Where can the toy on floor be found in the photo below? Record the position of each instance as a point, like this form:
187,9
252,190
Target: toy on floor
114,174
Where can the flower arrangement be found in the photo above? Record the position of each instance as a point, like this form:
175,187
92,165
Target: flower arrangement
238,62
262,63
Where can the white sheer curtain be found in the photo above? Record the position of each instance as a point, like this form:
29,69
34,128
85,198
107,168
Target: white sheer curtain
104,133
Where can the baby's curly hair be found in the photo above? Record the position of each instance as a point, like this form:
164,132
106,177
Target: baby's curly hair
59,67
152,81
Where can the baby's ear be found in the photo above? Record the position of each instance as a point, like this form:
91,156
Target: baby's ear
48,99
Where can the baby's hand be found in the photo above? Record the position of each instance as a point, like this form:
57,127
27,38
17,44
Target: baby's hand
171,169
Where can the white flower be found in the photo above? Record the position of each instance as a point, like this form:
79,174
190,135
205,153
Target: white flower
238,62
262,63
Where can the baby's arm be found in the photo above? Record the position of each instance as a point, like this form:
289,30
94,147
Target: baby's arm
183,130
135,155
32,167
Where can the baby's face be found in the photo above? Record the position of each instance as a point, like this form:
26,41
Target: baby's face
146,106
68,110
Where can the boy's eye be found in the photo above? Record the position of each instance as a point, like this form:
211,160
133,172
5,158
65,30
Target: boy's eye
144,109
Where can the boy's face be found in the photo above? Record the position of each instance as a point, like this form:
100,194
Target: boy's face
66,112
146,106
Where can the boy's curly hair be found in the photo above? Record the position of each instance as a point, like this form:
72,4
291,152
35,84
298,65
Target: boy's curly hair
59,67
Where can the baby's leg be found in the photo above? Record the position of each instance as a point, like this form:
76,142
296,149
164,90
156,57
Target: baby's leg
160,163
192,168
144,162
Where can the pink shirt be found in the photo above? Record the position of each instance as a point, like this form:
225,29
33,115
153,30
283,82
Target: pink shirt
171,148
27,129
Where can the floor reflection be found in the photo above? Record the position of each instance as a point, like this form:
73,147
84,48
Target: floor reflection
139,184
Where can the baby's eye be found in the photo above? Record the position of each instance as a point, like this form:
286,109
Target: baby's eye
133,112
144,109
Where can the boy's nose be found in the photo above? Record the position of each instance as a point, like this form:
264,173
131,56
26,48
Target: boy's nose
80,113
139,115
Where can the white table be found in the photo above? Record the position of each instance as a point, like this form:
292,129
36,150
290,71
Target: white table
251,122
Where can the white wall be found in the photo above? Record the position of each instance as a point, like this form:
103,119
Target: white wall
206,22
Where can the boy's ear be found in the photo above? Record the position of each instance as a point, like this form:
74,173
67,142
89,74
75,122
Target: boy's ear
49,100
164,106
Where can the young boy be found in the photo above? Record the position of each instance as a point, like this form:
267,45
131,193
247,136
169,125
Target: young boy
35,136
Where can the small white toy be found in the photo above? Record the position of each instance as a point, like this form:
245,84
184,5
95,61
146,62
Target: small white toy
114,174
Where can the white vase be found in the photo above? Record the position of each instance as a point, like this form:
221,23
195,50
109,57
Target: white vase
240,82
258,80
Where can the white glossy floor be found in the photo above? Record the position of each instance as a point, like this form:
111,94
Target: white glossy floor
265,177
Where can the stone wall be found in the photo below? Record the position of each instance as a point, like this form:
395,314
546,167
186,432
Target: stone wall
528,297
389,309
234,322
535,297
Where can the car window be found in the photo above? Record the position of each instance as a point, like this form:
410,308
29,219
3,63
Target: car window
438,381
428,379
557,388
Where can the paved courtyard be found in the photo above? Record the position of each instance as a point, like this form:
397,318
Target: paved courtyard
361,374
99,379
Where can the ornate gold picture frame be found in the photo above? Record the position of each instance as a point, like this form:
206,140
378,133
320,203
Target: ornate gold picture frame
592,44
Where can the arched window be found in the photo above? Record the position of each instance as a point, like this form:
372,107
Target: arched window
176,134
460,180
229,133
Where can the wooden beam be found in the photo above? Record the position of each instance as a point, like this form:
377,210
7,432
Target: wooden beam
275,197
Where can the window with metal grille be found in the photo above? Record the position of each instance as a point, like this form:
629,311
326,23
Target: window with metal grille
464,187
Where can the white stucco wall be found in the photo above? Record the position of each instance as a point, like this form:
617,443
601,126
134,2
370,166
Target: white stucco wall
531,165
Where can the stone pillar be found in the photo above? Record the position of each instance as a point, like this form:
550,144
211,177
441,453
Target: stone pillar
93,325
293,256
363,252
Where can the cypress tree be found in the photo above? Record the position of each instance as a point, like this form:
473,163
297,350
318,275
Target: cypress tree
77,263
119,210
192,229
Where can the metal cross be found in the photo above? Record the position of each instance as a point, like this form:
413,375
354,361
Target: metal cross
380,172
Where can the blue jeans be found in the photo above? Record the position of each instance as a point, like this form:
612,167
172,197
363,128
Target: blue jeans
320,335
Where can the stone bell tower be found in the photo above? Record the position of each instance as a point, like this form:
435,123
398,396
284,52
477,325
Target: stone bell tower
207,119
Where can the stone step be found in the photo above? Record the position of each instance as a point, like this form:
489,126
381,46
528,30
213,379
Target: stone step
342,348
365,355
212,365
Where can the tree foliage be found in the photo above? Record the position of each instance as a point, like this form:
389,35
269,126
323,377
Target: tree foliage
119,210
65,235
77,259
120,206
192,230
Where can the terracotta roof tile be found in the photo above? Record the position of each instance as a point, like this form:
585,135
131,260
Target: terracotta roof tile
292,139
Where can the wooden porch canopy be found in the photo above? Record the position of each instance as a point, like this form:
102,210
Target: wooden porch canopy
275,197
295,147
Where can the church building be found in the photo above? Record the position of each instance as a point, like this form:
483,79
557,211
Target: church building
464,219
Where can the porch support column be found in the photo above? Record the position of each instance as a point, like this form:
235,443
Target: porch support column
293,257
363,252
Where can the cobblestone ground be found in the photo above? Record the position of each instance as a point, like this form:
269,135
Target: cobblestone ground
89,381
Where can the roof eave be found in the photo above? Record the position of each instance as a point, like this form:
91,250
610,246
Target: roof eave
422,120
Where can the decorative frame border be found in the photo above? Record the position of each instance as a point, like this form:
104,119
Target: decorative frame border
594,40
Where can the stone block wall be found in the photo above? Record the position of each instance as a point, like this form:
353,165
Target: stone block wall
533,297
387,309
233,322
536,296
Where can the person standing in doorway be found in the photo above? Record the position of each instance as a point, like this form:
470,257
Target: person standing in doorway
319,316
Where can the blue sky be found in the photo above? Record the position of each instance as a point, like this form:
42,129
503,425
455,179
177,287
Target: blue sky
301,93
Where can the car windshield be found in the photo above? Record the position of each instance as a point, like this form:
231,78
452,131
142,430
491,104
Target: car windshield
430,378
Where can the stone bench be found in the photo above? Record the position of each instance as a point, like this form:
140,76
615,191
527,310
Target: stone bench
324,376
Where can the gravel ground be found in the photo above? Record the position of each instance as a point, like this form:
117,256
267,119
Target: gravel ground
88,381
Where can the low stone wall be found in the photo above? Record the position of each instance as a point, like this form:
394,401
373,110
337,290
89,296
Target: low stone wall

Task statement –
Recast every line of the entries above as a numbered list, leaving out blank lines.

The completed task –
1. Where can the toy on floor be found in the photo below? Record the position of each instance as a point, like this form:
2. 187,9
3. 252,190
4. Target: toy on floor
5. 114,174
6. Where can the flower arrangement be found in the photo above? Record the position of each instance as a point, like this form:
7. 175,187
8. 92,165
9. Target: flower arrangement
10. 238,62
11. 262,63
12. Where can the white sheer curtain be found in the photo above? Record the position of each instance as a point, like this form:
13. 29,69
14. 34,128
15. 85,198
16. 107,168
17. Target: white sheer curtain
18. 104,133
19. Where can the baby's curly hair be found in the photo above? Record the position of each instance as a point, like this form:
20. 164,132
21. 106,177
22. Target: baby's curly hair
23. 59,67
24. 152,81
25. Where can the baby's ear be found in the photo above? Record the position of each instance as a point, like this form:
26. 91,156
27. Target: baby's ear
28. 48,99
29. Where can the baby's hand be found in the photo above? Record the position of each instance as a point, like this form:
30. 57,127
31. 27,38
32. 17,44
33. Target: baby's hand
34. 171,169
35. Where can the white flower be found in the photo above? Record the position of each instance as a point, like this form:
36. 79,174
37. 190,135
38. 205,153
39. Target: white flower
40. 238,62
41. 262,63
42. Where can the baby's arm be found in the photo above? Record the position of each instance as a point, like this form:
43. 289,30
44. 94,147
45. Target: baby's arm
46. 183,130
47. 135,155
48. 32,167
49. Where can the baby's face be found in the photo above? Record the position of each instance as a point, like this form:
50. 26,41
51. Target: baby's face
52. 146,106
53. 68,110
54. Where can the boy's eye be found in the photo above? Record the position of each instance as a point, like this form:
55. 211,160
56. 133,172
57. 5,158
58. 65,30
59. Target: boy's eye
60. 144,109
61. Where can the boy's face be found in the photo above? Record the position of each instance as a point, like this form:
62. 100,194
63. Target: boy's face
64. 66,112
65. 146,106
66. Where can the boy's curly hair be found in the photo above? Record the position of each instance as a point, like this form:
67. 72,4
68. 291,152
69. 35,84
70. 298,65
71. Target: boy's curly hair
72. 59,67
73. Where can the baby's leg be found in the photo above? Record the position of each instance as a point, like this form:
74. 76,142
75. 296,149
76. 164,90
77. 156,57
78. Target: baby's leg
79. 160,163
80. 192,168
81. 144,162
82. Where can the pink shirt be found in the photo above? Record the position of each instance as a point, like this form:
83. 225,29
84. 33,115
85. 153,30
86. 283,82
87. Target: pink shirt
88. 171,148
89. 27,129
90. Where can the floor reflection be found in the photo above? Record the position of each instance as a point, like this form:
91. 73,147
92. 84,48
93. Target: floor reflection
94. 139,184
95. Where can the baby's eye be found in the photo above? Record the position of each instance as a point, like this form:
96. 286,109
97. Target: baby's eye
98. 133,112
99. 144,109
100. Where can the boy's nose be found in the photo above? Record the position of each instance as a point, like this form:
101. 264,173
102. 131,56
103. 26,48
104. Target: boy's nose
105. 80,113
106. 139,115
107. Where can the white table be found in the photo above? Record the position of each instance as a point, like this form:
108. 292,129
109. 36,150
110. 290,71
111. Target: white table
112. 251,122
113. Where can the white wall be found in the photo above? Record the position of each instance as a point, like this form:
114. 103,119
115. Target: white wall
116. 206,22
117. Where can the boy's ear be found in the photo above? Record the position of each instance as a point, like this form:
118. 74,173
119. 67,142
120. 89,74
121. 75,122
122. Target: boy's ear
123. 49,100
124. 164,106
125. Where can the young boy be found in the photo above? Record the position of each instance as a point, like this form:
126. 267,45
127. 131,193
128. 247,136
129. 169,125
130. Target: young boy
131. 35,136
132. Where can the small white toy be found in the photo above? Record the position of each instance as a point, like this form:
133. 245,84
134. 184,5
135. 95,61
136. 146,62
137. Target: small white toy
138. 114,174
139. Where can the white vase be found in the photo above? Record the position of each instance as a point, like this form:
140. 221,23
141. 195,50
142. 109,57
143. Target: white vase
144. 240,82
145. 258,80
146. Where can the white glossy floor be found in the photo above? Record the position of each instance as a point, like this form:
147. 111,94
148. Target: white glossy floor
149. 265,177
150. Where can the stone wall be found in the photo below? Record the position of each instance as a point, like this form:
151. 395,314
152. 546,167
153. 186,432
154. Target: stone wall
155. 528,297
156. 389,309
157. 234,322
158. 535,297
159. Where can the car window be found in the photo above? Record the position of each instance as a point, like this form:
160. 410,308
161. 29,219
162. 3,63
163. Target: car window
164. 438,381
165. 428,379
166. 557,388
167. Where can the paved courtyard be found in the photo above? Record the position of each instance as a point, like this form:
168. 397,318
169. Target: paved courtyard
170. 361,374
171. 99,379
172. Where can the ornate gold picture frame be found in the photo above? Record the position of each instance as a point, like this form:
173. 206,140
174. 378,133
175. 320,203
176. Target: ornate gold picture frame
177. 592,44
178. Where can the arched window be found in the photo above? Record the position of each instance as a point, like this form:
179. 372,107
180. Target: arched window
181. 176,134
182. 460,180
183. 229,133
184. Where can the wooden beam be found in the photo above? Record the position of each instance as a point, like this form:
185. 377,210
186. 7,432
187. Target: wooden beam
188. 275,197
189. Where can the window with metal grille be found in the photo above? Record the position of each instance as a point, like this form:
190. 629,311
191. 326,23
192. Target: window with metal grille
193. 464,187
194. Where can the white stucco wall be found in the photo above? Record the position of each instance as a point, like this form:
195. 617,443
196. 601,126
197. 134,2
198. 370,166
199. Target: white stucco wall
200. 531,165
201. Where can the stone pillar be found in the photo above? Record the position of each instance as a point, like this form:
202. 550,144
203. 211,177
204. 441,453
205. Target: stone pillar
206. 93,325
207. 293,256
208. 363,252
209. Where can the cypress tree be found in the photo above? Record the position of each instance as a point, like this form:
210. 473,163
211. 297,350
212. 318,275
213. Target: cypress tree
214. 77,263
215. 119,210
216. 192,229
217. Where can the metal cross be found in the photo above? Record the position of each instance as a point, like this form:
218. 413,375
219. 354,361
220. Target: metal cross
221. 380,172
222. Where can the blue jeans be found in the photo above? Record the position of each instance as a point, like this form:
223. 612,167
224. 172,197
225. 363,128
226. Target: blue jeans
227. 320,335
228. Where can the stone bell tower be found in the photo above? Record the position of each instance as a point, like this form:
229. 435,123
230. 398,396
231. 284,52
232. 477,325
233. Target: stone bell tower
234. 207,119
235. Where can the stone step be found in the photo above? Record the position of each instance as a point, like this form:
236. 489,126
237. 381,46
238. 528,30
239. 213,379
240. Target: stone step
241. 342,348
242. 365,355
243. 212,365
244. Where can the tree foliage be found in the photo above? Record the position of each instance as a point, like this form:
245. 389,35
246. 269,126
247. 323,377
248. Target: tree foliage
249. 119,210
250. 65,235
251. 77,259
252. 120,206
253. 192,230
254. Where can the terracotta roof tile be found in the photo above? Record the position of each instance as a point, like this form:
255. 585,135
256. 131,260
257. Target: terracotta roof tile
258. 292,139
259. Where can the wooden porch canopy be found in the photo above? Record the position of each instance as a point, like this form:
260. 102,210
261. Target: wooden porch canopy
262. 275,197
263. 295,147
264. Where can the church building be found in the photo above? Record the position of each instance as a point, like this form:
265. 483,79
266. 557,211
267. Target: church building
268. 464,219
269. Where can the porch support column be found in the photo above? Record the position of each instance as a point, like this form:
270. 235,443
271. Target: porch support column
272. 293,257
273. 363,252
274. Where can the cobblestone ground be found in the photo above? Record the position of each instance as a point, like this form:
275. 269,135
276. Target: cobblestone ground
277. 89,381
278. Where can the roof eave be found in the photo above? Record the position of each instance as a point, like this form:
279. 91,250
280. 610,246
281. Target: roof eave
282. 422,120
283. Where can the decorative frame border be found in the photo above? Record the position of each instance as a point, like this form:
284. 104,119
285. Target: decorative frame border
286. 594,40
287. Where can the stone block wall be found in the photo above? Record the position of each instance as a point, like this form:
288. 353,165
289. Target: stone block wall
290. 533,297
291. 387,309
292. 233,322
293. 536,296
294. Where can the person standing in doorway be found in the photo above? Record the position of each instance as a point, like this form:
295. 470,257
296. Target: person standing in doorway
297. 319,316
298. Where can the blue sky be found in the photo above? Record the position of each instance as a point, like this form:
299. 42,129
300. 503,425
301. 455,179
302. 177,287
303. Target: blue sky
304. 301,93
305. Where can the car windshield be found in the photo above? Record the position of each instance as a point, like this form:
306. 231,78
307. 452,131
308. 142,430
309. 491,104
310. Target: car windshield
311. 430,378
312. Where can the stone bench be found in the photo above? Record the position of each instance as a point, like this form:
313. 140,76
314. 615,191
315. 527,310
316. Target: stone bench
317. 324,376
318. Where can the gravel ground be found in the photo above? Record the position of each instance as a point, like this form:
319. 117,256
320. 267,119
321. Target: gravel ground
322. 88,381
323. Where can the low stone wall be found in the photo above? Record the position of each instance as a point, like this form:
324. 394,401
325. 373,110
326. 337,290
327. 89,296
328. Target: low stone wall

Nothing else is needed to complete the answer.